◆ Provided data ◆
==========

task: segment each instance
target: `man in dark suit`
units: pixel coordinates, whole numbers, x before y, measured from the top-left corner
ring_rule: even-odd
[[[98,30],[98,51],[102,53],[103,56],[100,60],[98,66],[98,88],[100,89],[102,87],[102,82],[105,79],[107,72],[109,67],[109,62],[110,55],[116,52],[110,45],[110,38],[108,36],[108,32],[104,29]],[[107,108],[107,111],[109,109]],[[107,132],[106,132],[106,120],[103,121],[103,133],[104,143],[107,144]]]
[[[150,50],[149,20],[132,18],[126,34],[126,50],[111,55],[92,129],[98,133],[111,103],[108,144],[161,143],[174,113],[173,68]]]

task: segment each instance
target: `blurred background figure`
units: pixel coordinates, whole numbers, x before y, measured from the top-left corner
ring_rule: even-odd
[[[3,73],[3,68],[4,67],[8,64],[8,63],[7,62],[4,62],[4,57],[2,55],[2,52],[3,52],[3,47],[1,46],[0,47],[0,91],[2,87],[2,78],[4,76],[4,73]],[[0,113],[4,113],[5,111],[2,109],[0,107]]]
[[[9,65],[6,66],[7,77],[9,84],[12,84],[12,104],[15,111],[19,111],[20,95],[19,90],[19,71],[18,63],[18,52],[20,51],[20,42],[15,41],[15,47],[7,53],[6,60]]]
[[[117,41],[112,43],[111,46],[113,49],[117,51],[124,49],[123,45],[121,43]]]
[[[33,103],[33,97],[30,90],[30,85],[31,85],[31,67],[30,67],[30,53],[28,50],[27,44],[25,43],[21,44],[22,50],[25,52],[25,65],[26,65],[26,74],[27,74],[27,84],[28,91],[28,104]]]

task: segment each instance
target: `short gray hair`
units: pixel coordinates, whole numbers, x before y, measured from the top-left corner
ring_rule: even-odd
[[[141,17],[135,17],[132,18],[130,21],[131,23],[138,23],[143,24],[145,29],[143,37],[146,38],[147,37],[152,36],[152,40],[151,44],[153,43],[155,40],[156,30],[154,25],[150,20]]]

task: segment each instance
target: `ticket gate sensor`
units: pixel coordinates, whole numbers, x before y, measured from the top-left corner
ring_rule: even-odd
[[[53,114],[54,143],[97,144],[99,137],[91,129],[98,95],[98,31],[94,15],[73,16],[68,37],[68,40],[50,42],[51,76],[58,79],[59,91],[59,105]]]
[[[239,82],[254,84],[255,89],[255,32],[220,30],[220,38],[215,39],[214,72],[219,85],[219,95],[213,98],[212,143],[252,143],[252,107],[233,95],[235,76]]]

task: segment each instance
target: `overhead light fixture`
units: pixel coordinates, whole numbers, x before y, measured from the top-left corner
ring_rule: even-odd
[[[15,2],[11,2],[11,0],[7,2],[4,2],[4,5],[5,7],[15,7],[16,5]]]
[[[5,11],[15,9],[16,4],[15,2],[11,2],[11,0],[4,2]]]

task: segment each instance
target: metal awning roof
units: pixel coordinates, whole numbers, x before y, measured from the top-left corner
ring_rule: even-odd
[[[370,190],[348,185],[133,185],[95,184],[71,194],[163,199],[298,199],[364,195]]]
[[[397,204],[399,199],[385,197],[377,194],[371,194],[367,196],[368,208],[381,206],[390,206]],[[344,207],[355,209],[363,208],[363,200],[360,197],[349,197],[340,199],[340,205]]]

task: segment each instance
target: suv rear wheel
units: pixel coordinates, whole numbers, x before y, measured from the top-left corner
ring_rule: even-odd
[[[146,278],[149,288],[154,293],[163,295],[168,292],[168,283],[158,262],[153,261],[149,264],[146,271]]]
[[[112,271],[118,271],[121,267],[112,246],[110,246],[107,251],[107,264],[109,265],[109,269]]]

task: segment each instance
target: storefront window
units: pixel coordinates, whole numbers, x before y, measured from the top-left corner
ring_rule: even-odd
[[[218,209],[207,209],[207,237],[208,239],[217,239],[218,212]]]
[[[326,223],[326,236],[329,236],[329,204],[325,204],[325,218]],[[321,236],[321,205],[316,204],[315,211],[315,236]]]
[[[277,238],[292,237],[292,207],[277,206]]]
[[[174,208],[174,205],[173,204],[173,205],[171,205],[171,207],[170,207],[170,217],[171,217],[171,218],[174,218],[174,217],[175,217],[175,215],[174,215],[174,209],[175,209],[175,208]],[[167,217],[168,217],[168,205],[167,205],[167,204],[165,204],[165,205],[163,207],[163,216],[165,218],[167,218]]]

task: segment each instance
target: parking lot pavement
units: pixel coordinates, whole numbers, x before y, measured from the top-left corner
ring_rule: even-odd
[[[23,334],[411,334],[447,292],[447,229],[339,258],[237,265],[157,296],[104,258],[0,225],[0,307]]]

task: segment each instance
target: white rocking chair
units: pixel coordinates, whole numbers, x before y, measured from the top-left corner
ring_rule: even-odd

==========

◆ Directions ◆
Copy every line of the material, please, keeping it exactly the same.

◆ Task response ◆
task: segment each instance
target: `man in dark suit`
units: pixel coordinates, whole numbers, x before y, measured from the top-left corner
ring_rule: even-odd
[[[98,30],[98,51],[102,53],[103,56],[100,60],[98,66],[98,88],[100,89],[102,87],[102,82],[105,79],[107,72],[109,67],[109,62],[110,55],[116,52],[110,45],[110,38],[108,36],[108,32],[104,29]],[[107,108],[107,111],[109,109]],[[107,132],[106,132],[106,120],[103,121],[103,133],[104,143],[107,144]]]
[[[150,50],[149,20],[132,18],[126,34],[126,50],[111,55],[92,129],[98,133],[111,103],[108,144],[161,143],[174,113],[173,68]]]

task: segment each instance
target: `blurred background figure`
units: pixel coordinates, whole numbers, x before y, measured from the top-left corner
ring_rule: even-odd
[[[3,73],[3,68],[4,67],[8,64],[8,63],[7,62],[4,62],[4,57],[2,55],[2,52],[3,52],[3,47],[1,46],[0,47],[0,91],[2,87],[2,78],[4,76],[4,73]],[[0,113],[4,113],[5,111],[2,109],[0,107]]]
[[[9,65],[6,66],[7,77],[9,84],[12,84],[12,104],[15,111],[19,111],[20,95],[19,90],[19,71],[18,63],[18,52],[20,51],[20,42],[15,41],[15,47],[7,53],[6,60]]]
[[[117,41],[112,43],[111,46],[113,49],[117,51],[124,49],[123,45],[121,43]]]
[[[33,103],[33,97],[30,90],[30,85],[31,85],[31,67],[30,67],[30,53],[28,50],[27,44],[25,43],[21,44],[22,50],[25,52],[25,65],[26,65],[26,74],[27,74],[27,84],[28,91],[28,104]]]

task: segment each instance
target: `short gray hair`
units: pixel coordinates, whole numbers, x before y, measured from the top-left corner
ring_rule: even-odd
[[[141,17],[135,17],[132,18],[130,21],[131,23],[138,23],[143,24],[145,29],[143,37],[146,38],[147,37],[152,36],[152,40],[151,44],[153,43],[155,40],[156,30],[154,25],[150,20]]]

task: segment each instance
target: `ticket gate sensor`
units: pixel coordinates, whole numbers, x before y, measured from the top-left corner
ring_rule: even-odd
[[[53,114],[54,143],[97,144],[99,137],[91,129],[98,95],[98,31],[94,15],[73,16],[68,37],[68,40],[50,42],[51,76],[58,79],[59,91],[59,105]]]
[[[239,82],[254,84],[255,89],[255,32],[220,30],[220,38],[215,39],[214,72],[219,85],[219,95],[213,98],[212,143],[252,143],[252,107],[233,95],[235,76]]]

task: segment each instance
target: `overhead light fixture`
units: pixel coordinates, whole numbers, x before y, measured from the top-left corner
ring_rule: even-odd
[[[15,2],[11,2],[11,0],[7,2],[4,2],[4,5],[5,7],[15,7],[16,5]]]
[[[5,11],[15,9],[16,4],[15,2],[11,2],[11,0],[4,2]]]

task: segment each instance
target: metal awning roof
units: pixel coordinates, whole numbers, x before y, measured from the top-left corner
ring_rule: even-odd
[[[370,190],[348,185],[133,185],[95,184],[71,194],[163,199],[298,199],[364,195]]]
[[[397,204],[399,199],[385,197],[377,194],[371,194],[367,196],[368,208],[381,206],[390,206]],[[344,207],[355,209],[363,208],[363,200],[360,197],[349,197],[340,199],[340,205]]]

task: segment each instance
target: suv rear wheel
units: pixel coordinates, whole numbers, x before y, measured from the top-left corner
ring_rule: even-odd
[[[146,278],[149,288],[154,293],[163,295],[168,292],[168,283],[158,262],[153,261],[149,264],[146,271]]]
[[[112,271],[118,271],[121,267],[112,246],[110,246],[107,251],[107,264],[109,265],[109,269]]]

task: segment each instance
target: storefront window
units: pixel coordinates, whole numbers, x before y, measured from the top-left corner
ring_rule: even-odd
[[[218,209],[207,209],[207,237],[208,239],[217,239],[218,212]]]
[[[326,223],[326,236],[329,236],[329,204],[325,204],[325,218]],[[321,236],[321,205],[316,204],[315,211],[315,236]]]
[[[277,238],[292,237],[292,207],[277,206]]]
[[[174,208],[174,205],[173,204],[173,205],[171,205],[171,207],[170,207],[170,217],[171,217],[171,218],[174,218],[174,217],[175,217],[175,215],[174,215],[174,209],[175,209],[175,208]],[[167,217],[168,217],[168,205],[167,205],[167,204],[165,204],[165,205],[163,207],[163,216],[165,218],[167,218]]]

task: segment each instance
target: parking lot pavement
units: pixel coordinates, whole numbers, x before y, measured from the top-left corner
ring_rule: even-odd
[[[23,334],[411,334],[447,292],[447,229],[339,258],[237,265],[157,296],[104,258],[0,225],[0,307]]]

task: segment each instance
target: white rocking chair
units: pixel coordinates, whole numbers, x before y, measured from the top-left corner
ring_rule: even-odd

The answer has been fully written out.